[Excerpt provided]
'''
Shining a nice sunshine on American neighborhoods

Discussion in 'Java' started by amorrow@earthlink.net, Dec 21, 2006.

  1. Guest

    import java.io.*;
    import java.util.*;
    import java.net.URL;
    import java.net.URLEncoder;
    import java.net.Socket;

    /*

    Transparent Society Program

    by Andrew William Morrow

    http://home.earthlink.net/~amorrow/


    This program exists to iterate on http://www.zillow.com/ data records,
    (which are indexed by an integer and
    number in the tens of millions of American homes)
    and do a reverse lookup via http://www.addresses.com/ on
    the occupant and phone number of that home
    and then create a tile on that location at WikiMapia,
    http://www.wikimapia.org/

    In a sense, outsiders shine a nice light onto our own American
    neighborhoods
    that we do not seem to have the guts to shine on ourselves.
    By Christmas of 2007, we will all have accepted this as normal.
    Large urban centers will be like small towns
    where everbody knows a lot of other people in a true global village
    style.

    To use, you should visit zillow.com and find a home that interests you.
    Look at its zillow number in the URL and then,
    if you want to make just it, then pick a bunch size of just 1.
    If you want the twenty houses around it, then subtract ten from
    the zillow number and pick a bunch size of 20.
    Please adjust the tile size as appropriate.

    This program is intended to shift
    the arbitrary boundaries of privacy in the USA.
    The information about home and occupants will now be browseable.
    The informaion is neutral (neither good nor evil),
    but now it will be more easy to access,
    making the society of the USA more transparent.

    Brief bibliography:
    The Transparent Society by David Brin ISBN: 0-201-32802-X
    Who Controls the Internet? by Jack Goldsmith ISBN 0-19-515266-2
    HP's CoolTown (the apple of Calry Fiorina's eye)

    This might provide a more open society for information to support ideas
    such as

    http://en.wikipedia.org/wiki/Augmented_reality

    Welcome to a more transparent society.

    TODO:
    This program still needs work: when I click on my new tiles, I do not
    zoom in as far and when I use a regular web interface.
'''
[Set problem 1]
In the forum post, by what time does the author predict everyone will have accepted this as normal?
[Set problem 2]
List every Java import statement in the forum post.
[Set problem 3]
Reproduce the forum post verbatim, starting at "Look at its" and ending at "in the USA.".

[Data records]
'''
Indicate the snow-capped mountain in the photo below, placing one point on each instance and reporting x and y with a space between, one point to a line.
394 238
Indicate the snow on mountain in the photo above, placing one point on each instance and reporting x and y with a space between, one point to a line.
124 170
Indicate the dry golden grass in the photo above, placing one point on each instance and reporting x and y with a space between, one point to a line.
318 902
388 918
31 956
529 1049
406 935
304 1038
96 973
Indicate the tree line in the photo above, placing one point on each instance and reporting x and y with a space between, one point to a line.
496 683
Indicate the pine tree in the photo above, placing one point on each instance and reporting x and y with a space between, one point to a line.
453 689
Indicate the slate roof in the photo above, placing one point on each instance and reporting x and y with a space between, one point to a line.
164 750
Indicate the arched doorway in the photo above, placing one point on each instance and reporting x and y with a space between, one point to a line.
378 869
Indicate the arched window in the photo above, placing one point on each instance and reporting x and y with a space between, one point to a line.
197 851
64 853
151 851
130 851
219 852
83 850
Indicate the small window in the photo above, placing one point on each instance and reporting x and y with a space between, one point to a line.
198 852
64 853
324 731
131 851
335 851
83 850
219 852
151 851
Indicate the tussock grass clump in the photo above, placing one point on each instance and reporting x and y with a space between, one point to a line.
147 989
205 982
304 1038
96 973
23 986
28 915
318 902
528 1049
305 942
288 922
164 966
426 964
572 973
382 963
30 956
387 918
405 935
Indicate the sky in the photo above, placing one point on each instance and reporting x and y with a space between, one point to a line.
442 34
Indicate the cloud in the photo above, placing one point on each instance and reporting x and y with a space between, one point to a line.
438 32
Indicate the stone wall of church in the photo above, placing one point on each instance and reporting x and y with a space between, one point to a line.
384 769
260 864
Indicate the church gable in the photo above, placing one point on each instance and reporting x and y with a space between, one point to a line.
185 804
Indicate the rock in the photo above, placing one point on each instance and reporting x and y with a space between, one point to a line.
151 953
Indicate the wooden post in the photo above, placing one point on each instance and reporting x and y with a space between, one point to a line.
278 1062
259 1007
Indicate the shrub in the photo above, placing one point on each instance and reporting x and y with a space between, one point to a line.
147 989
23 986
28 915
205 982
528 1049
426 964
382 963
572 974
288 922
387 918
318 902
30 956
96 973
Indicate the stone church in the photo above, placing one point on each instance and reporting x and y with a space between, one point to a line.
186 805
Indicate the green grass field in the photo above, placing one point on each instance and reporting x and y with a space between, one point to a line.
'''
[Task output 1]
By Christmas of 2007.

[Task output 2]
- import java.io.*;
- import java.util.*;
- import java.net.URL;
- import java.net.URLEncoder;
- import java.net.Socket;

[Task output 3]
Look at its zillow number in the URL and then,
    if you want to make just it, then pick a bunch size of just 1.
    If you want the twenty houses around it, then subtract ten from
    the zillow number and pick a bunch size of 20.
    Please adjust the tile size as appropriate.

    This program is intended to shift
    the arbitrary boundaries of privacy in the USA.